──────── Source extract

We are ready to suspend strike but … – ASUU

The Academic Staff Union of Universities (ASUU), Wednesday said it is ready to suspend the ongoing indefinite strike if government can release the withheld salaries of its members and remit check off dues to the rightful owners.

ASUU made this known through the union’s Ibadan Zonal coordinator, Professor Ade Adejumo, at a press conference titled: “The road may be rough but the though get going,” addressed on his behalf by Professor Ayo Ajao at the University of Ibadan.

The union said with the situation on ground, it was glaring that the government has declared war on ASUU members using the weapon used during war against adversaries: hunger.

“At this stage of the struggle, Nigerians are urged to compel government to release the withheld salaries of our members, remit the check-off dues of the union to the rightful owner, pay us the same way it had paid our arbitrarily handpicked members without subjecting them to IPPIS registration and speed up the process of testing the integrity of UTAS so that it may be deployed for payment beginning from January 2021.

We are ready to suspend the strike as our children too are tired of staying at home, but we cannot work on empty stomachs while politicians’ homes and warehouses are filled with palliative materials that they don’t even need,” it said.

ASUU stated further that: “Let the politicians note that the interest of Nigeria and the future generations is more paramount to ASUU than the immediate gains of its members.

────────────────

- Task details
Reproduce the ASUU strike article above word for word, from its headline through its final sentence.

──────── Provided records

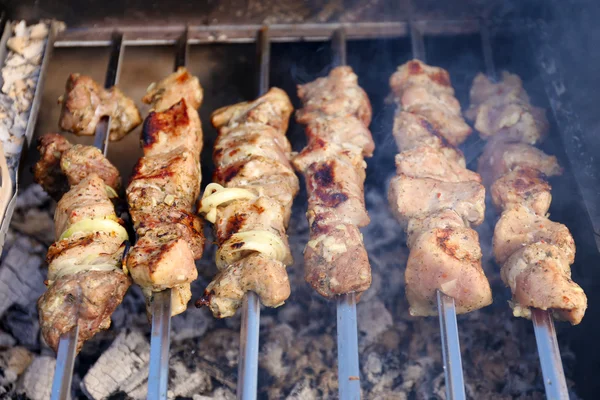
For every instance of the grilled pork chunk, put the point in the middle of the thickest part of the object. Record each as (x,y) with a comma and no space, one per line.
(85,103)
(181,84)
(337,114)
(434,196)
(250,203)
(86,281)
(534,252)
(163,190)
(503,109)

────────────────

- Answer box
We are ready to suspend strike but … – ASUU

The Academic Staff Union of Universities (ASUU), Wednesday said it is ready to suspend the ongoing indefinite strike if government can release the withheld salaries of its members and remit check off dues to the rightful owners.

ASUU made this known through the union’s Ibadan Zonal coordinator, Professor Ade Adejumo, at a press conference titled: “The road may be rough but the though get going,” addressed on his behalf by Professor Ayo Ajao at the University of Ibadan.

The union said with the situation on ground, it was glaring that the government has declared war on ASUU members using the weapon used during war against adversaries: hunger.

“At this stage of the struggle, Nigerians are urged to compel government to release the withheld salaries of our members, remit the check-off dues of the union to the rightful owner, pay us the same way it had paid our arbitrarily handpicked members without subjecting them to IPPIS registration and speed up the process of testing the integrity of UTAS so that it may be deployed for payment beginning from January 2021.

We are ready to suspend the strike as our children too are tired of staying at home, but we cannot work on empty stomachs while politicians’ homes and warehouses are filled with palliative materials that they don’t even need,” it said.

ASUU stated further that: “Let the politicians note that the interest of Nigeria and the future generations is more paramount to ASUU than the immediate gains of its members.